The new skin-test diet: An ounce of prevention
The new skin-test diet: An ounce of prevention
Otherwise, skin testing is just a waste of time
Sometimes, less is better. Take Miami for example, where David Ashkin, MD, medical adviser to the state’s TB control program, thinks it might be best to resist the urge to pile on more infrastructure and more mandates for screening. In fact, Ashkin says he may try to persuade county TB controllers to put existing screening programs on a diet, at least until their usefulness has been determined.
That means resisting the city’s current appetite for more — more TB skin testing in the schools, more on the job site, and more among patients of clinicians who serve the private sector where, for example, one concerned pediatrician recently called for city kids to be skin-tested at least every three years.
The call for action comes in the wake of two widely publicized cases of TB: one at a city-run youth center, the other at a Miami Beach elementary school. Contact investigations, though they turned up no evidence that anyone had been infected recently, revealed that roughly one in seven children and teachers at the elementary school were tuberculin reactors, a proportion county health authorities pronounced to be perfectly normal for that population.
"What we really need to be talking about right now is not screening more people," says Ashkin. "The issue is how to get more people who’ve been screened to start preventive therapy and then finish it. Otherwise, it’s all just a waste of money."
A high incidence of HIV infection, a big foreign-born population, and crowded living conditions have helped push the city’s morbidity rates to about twice the national average (15.5 cases per 100,000 in 1997). Between high incidence and an overflowing pool of latently infected people, the city poses "a dilemma that’s almost unique in this country," says Ashkin.
A look at Dade County school system demographics is illuminating. Students hail from more than 100 countries, often places where TB is endemic; about half are Hispanic, with African-Americans kids making up the second-highest representation. Although no one keeps tabs on how often, school officials say children and their families frequently travel back home to see friends or family.

▶ [Directions for this task] Please copy the passage on TB skin testing word for word, from "The call for" to "for that population.". The rows that come next are separate material, not part of the passage on TB skin testing.

▶ [Material supplied]
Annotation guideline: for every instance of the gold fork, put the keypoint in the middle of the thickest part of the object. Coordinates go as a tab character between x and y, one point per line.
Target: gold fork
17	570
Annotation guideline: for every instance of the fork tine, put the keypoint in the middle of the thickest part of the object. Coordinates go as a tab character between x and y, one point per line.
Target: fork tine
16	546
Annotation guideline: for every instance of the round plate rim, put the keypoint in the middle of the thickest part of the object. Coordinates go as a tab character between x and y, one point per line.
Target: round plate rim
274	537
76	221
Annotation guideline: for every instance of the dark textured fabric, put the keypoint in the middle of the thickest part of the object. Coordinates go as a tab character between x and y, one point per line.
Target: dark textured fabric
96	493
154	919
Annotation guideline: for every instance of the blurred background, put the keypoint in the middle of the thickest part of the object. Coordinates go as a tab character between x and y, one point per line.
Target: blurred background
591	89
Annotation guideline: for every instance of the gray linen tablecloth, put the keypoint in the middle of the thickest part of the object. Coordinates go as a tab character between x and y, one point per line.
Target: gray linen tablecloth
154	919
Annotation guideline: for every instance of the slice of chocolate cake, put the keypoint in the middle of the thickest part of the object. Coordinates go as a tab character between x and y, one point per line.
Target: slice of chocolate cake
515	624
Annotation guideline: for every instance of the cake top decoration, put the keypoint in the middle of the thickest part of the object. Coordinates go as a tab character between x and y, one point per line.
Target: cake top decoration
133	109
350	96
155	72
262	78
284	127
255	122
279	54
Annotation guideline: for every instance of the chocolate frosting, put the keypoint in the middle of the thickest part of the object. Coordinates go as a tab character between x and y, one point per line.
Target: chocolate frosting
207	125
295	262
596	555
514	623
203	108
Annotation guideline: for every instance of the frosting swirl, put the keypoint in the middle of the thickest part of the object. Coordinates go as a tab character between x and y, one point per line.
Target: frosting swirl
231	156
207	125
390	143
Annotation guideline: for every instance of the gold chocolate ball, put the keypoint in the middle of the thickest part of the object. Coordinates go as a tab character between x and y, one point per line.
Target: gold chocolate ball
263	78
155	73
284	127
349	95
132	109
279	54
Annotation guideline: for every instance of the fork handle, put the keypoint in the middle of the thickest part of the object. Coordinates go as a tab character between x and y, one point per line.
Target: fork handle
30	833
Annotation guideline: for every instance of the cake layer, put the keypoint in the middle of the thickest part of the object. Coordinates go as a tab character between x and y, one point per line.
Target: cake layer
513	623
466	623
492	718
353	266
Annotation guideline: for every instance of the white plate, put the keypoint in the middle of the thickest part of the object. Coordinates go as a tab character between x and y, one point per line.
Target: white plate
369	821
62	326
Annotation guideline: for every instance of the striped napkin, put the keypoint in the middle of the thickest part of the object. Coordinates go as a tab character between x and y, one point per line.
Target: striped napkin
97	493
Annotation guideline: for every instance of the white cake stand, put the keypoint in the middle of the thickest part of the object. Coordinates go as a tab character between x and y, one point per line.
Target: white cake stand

▶ [Worked solution]
The call for action comes in the wake of two widely publicized cases of TB: one at a city-run youth center, the other at a Miami Beach elementary school. Contact investigations, though they turned up no evidence that anyone had been infected recently, revealed that roughly one in seven children and teachers at the elementary school were tuberculin reactors, a proportion county health authorities pronounced to be perfectly normal for that population.